ИСХОДНЫЙ ТЕКСТ
══════════

В синтаксическом плане именно первые девять строк написаны сравнительно короткими фразами, тогда как в финале Бродский дает волю своему витиеватому красноречию. Разумеется, весь синтаксис, с самого начала, — типичный для Бродского разорванный, «цветаевский». Но в начале сонета он как бы подверстывается к пушкинскому, а в конце выходит за классические рамки.

Что касается словаря, то к концу практически исчезает вульгарная лексика и появляются архаизмы и поэтизмы: Бог, будучи, сотворит, по Пармениду, сей жар в крови, коснуться, уст. Нейтрально-серьезная лексика проходит через весь текст (любовь, оружие, задумчивость, зачеркиваю), но в финале особое значение получают слова двойной стилистической принадлежности — низкие и высокие одновременно. Таковы: горазд, архаичное в контексте будучи и разговорное в контексте на многое; животная пасть, привлеченная к объяснению в любви; жажда, то ли духовная, то ли связанная с выделением слюны, которое угадывается за плавящимися пломбами; образ плавления, гиперболически мощный, но снижаемый контекстом слюны и пломб. В начале сонета подобная стилистическая двойственность намечена разве что словом сверлит. Таким образом, и лексическая композиция делит стихотворение на две части — пародийную и более серьезную.

В плане рифмовки Бродский тоже как бы комкает оригинал. У Пушкина рифмы плавно движутся от -ож- через -ем и -еж- к -им. Бродский конспективно сводит -ож- первой строфы и -ежно второй в рифменную серию -ожно, которую заключает каламбурным совмещением обоих пушкинских рядов в своем безнадЁжно. В качестве мужской рифмы восьмистишия он использует –ги/ -ки-, то есть почти точную копию заключительной рифмы оригинала. Так рифменная четверка Пушкина оказывается сжатой до пары, которая и растягивается, с неизбежной пародийной монотонностью, на все восьмистишие.

══════════

ВЫБОРКА ДАННЫХ
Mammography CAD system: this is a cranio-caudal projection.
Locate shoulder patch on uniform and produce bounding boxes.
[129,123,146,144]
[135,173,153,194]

══════════

ЗАДАНИЕ
Напишите продолжение разбора сонета Бродского, начав сразу после его последнего предложения. Строки для этой работы не понадобятся.

ПИСЬМЕННЫЙ ОТВЕТ
Разделавшись с рифмами оригинала, Бродский обращается к новым созвучиям: -аст, -ажды и -уст. Оба гласных и все три комплекса в целом (за исключением звука -ж-) находятся на периферии пушкинского текста, ни разу не попадая под рифму и редко под ударение. Рифменное движение заключительного шестистишия образует четкий рисунок, основанный на эффектном сужении от широкого и звонкого -ажды к глухому и сдержанному — «сублимированному» — -уст.

Все это напоминает обращение с Пушкиным Маяковского:

Как это у вас говаривала Ольга? Да не Ольга! из письма Онегина к Татьяне. – Дескать, муж у вас дурак и старый мерин, я люблю вас, будьте обязательно моя, я сейчас же утром должен быть уверен, что с вами днем увижусь я («Юбилейное»).

Конверсия и апроприация. 

Первая группа образов (боль… сверлит… мозги, застрелиться, оружие, виски, вдарить, дрожь) утрирует несчастность любви, а вторая (жар, кровь, ширококостный хруст, пломбы, пасть, жажда, коснуться, бюст, уст) — ее уникальность и, значит, некий триумф. Переход от первой группы ко второй построен на сходстве и контрасте. Сходство в том, что и в начале, и в конце речь идет об отрицательных физиологических состояниях, служащих аккомпанементом любви, причем в обоих случаях в них вовлекается не только физиология, но и техника (оружие, пломбы). Контрастный же ход состоит в том, что негативные физиологические ощущения начинаются в мозгу и висках, а затем через кровь и кости сосредоточиваются во рту, чтобы, наконец, разрешиться, улетучившись через губы в виде поцелуя/ поэтического слова; в начале металл угрожает страждущему телу, а в конце телесная страсть плавит металл.

Физиологической теме контрапунктно сопоставлено композиционное движение другой важнейшей серии инвариантов Бродского. Через все стихотворение проходит мысль об альтернативности и призрачности жизни, причем, как и в случае с физиологией, прочерчивается зигзаг от негативного начала к позитивному концу. Первым, едва заметным звеном цепи является альтернативная пара ‘то ли любовь, то ли боль’, полученная перевиранием пушкинского быть может. Затем следуют уже совершенно явные и сугубо бродские мотивы: потенциальность самоубийства, альтернативность висков, потенциальная множественность миров, творимых ‘по Иксу’, и, наконец, альтернативность возможных рифм и концовок, причем реальная неповторимость любви и определенность авторского выбора слов знаменуют поворот от релятивистских колебаний к по-релятивистски же произвольному — экзистенциалистскому — разрешению проблемы.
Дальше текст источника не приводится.